EXERCISE PASSAGE
-=-=-=-=-

Branch Retinal Vein Occlusion

September 14, 2005
Leonid Skorin, Jr, DO

A dilated and tortuous vein, flame-shaped hemorrhages, dot-blot hemorrhages, and cotton-wool spots (retinal ischemia) that extended along the supranasal retinal arcade of the right eye were found during a 73-year-old man's annual eye examination. Because these changes were isolated to one quadrant and did not involve the macular area, the patient had no symptoms.

A dilated and tortuous vein, flame-shaped hemorrhages, dot-blot hemorrhages, and cotton-wool spots (retinal ischemia) that extended along the supranasal retinal arcade of the right eye (A) were found during a 73-year-old man's annual eye examination. Because these changes were isolated to one quadrant and did not involve the macular area, the patient had no symptoms.

Occlusion of a retinal venous branch typically occurs in the seventh decade of life and develops because the blood flow in the affected venous branch is slowed or interrupted.1 To rule out temporal arteritis and other systemic diseases in patients with a retinal venous obstruction who are older than 50, measure blood pressure, fasting blood glucose level, cholesterol and triglyceride levels, and erythrocyte sedimentation rate and obtain an ECG and a carotid duplex ultrasonogram. A more extensive evaluation for underlying vasculitides or coagulopathies is warranted for younger patients.

-=-=-=-=-

PROVIDED INFORMATION
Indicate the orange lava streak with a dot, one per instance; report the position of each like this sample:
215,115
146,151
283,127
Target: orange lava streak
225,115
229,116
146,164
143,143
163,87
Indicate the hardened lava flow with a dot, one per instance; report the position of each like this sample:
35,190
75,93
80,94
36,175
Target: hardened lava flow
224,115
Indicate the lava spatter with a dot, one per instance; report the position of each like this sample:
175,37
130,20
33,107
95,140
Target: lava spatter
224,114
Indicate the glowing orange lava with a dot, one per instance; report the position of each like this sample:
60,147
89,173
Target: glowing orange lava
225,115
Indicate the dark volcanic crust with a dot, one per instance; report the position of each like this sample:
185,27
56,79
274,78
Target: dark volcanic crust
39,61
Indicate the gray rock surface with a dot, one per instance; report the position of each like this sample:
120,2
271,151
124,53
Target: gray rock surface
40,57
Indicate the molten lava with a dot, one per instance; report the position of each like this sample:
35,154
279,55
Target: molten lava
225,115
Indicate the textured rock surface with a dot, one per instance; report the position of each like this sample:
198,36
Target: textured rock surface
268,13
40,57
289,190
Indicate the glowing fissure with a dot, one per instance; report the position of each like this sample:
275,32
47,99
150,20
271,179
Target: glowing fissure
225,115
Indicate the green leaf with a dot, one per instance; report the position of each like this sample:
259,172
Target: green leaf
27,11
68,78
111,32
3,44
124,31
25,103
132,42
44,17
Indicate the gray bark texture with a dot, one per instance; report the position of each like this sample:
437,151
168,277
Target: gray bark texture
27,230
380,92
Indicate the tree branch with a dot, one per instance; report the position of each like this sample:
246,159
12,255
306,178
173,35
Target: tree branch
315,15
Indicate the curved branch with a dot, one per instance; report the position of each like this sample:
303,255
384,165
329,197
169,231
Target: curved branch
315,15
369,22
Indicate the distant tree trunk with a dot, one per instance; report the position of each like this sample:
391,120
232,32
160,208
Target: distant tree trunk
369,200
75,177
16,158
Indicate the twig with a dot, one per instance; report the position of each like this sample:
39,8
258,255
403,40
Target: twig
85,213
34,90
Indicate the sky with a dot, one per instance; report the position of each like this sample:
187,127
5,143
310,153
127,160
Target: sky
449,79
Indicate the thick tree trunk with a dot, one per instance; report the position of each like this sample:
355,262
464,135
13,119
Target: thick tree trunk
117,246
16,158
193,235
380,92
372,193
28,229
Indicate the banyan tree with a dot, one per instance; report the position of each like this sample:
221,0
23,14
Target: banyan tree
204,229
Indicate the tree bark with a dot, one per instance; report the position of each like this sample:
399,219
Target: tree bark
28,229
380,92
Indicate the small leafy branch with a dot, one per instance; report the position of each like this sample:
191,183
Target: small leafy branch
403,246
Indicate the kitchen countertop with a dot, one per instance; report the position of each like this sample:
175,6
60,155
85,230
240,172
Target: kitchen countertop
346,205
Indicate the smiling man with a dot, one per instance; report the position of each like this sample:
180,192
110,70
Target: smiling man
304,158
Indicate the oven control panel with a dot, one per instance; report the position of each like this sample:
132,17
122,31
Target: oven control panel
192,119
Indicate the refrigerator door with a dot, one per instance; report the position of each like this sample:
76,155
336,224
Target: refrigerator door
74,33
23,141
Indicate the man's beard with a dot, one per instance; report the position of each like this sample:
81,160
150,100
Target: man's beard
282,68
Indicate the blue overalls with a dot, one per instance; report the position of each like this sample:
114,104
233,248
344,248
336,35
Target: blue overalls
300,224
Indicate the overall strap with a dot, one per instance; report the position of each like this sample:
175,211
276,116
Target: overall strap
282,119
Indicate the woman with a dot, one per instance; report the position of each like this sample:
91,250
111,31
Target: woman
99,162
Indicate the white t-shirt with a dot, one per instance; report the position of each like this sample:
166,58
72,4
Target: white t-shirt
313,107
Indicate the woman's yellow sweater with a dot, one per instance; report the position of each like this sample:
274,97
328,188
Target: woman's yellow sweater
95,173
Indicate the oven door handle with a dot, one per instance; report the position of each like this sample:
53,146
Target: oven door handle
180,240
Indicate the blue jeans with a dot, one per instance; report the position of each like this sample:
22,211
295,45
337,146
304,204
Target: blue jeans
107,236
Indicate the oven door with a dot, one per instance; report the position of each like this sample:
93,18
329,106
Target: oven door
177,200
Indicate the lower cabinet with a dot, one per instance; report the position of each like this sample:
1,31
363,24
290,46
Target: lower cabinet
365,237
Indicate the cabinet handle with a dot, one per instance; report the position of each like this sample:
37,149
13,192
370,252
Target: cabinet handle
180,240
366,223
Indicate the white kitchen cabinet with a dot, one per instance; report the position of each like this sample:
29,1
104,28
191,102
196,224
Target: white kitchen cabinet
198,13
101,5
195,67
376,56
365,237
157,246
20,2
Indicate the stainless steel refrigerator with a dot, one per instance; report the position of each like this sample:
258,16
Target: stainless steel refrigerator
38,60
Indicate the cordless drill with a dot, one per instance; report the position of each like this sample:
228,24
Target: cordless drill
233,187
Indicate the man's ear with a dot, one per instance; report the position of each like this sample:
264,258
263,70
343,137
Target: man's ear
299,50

-=-=-=-=-

PROBLEM STATEMENT
Pick up the branch retinal vein occlusion article from where it stops, and continue it in the same clinical style.

OUTPUT OF THE EXERCISE
In the mid 1980s, the Branch Vein Occlusion Study (BVOS) recommended guidelines for the treatment of this condition.2,3 A fluorescein angiogram can be obtained as a baseline study to identify ischemia or neovascularization. If the macula is involved, postpone focal argon laser treatment for at least 3 months, because macular edema often clears spontaneously. Focal grid photocoagulation for chronic macular edema may be helpful in resolving persistent leakage. Panretinal photocoagulation is performed on patients who develop retinal or iris neovascularization. For the first 6 months post-treatment, monthly or bimonthly follow-up visits to an ophthalmologist are recommended; after the hemorrhages clear, an examination every 3 to 12 months should be scheduled.

Two months after the patient's initial presentation, a funduscopic examination found more extensive hemorrhaging as the condition evolved (B). His vision remained unaffected, and there was no evidence of macular involvement or neovascularization. Therefore, no treatment was initiated and close observation was continued.

REFERENCES:1. Fekrat S, Finkelstein D. Retinal vein occlusion. In: Mercado HQ, Alfaro DV, Liggett PE, et al, eds. Macular Surgery. Philadelphia: Lippincott Williams & Wilkins; 2000:132-146.
2. The Branch Vein Occlusion Study Group. Argon laser photocoagulation for macular edema in branch vein occlusion. Am J Ophthalmol. 1984;98:271-282.
3. The Branch Vein Occlusion Study Group. Argon laser scatter photocoagulation for prevention of neovascularization and vitreous hemorrhage in branch vein occlusion: a randomized clinical trial. Arch Ophthalmol. 1986;104:34-41.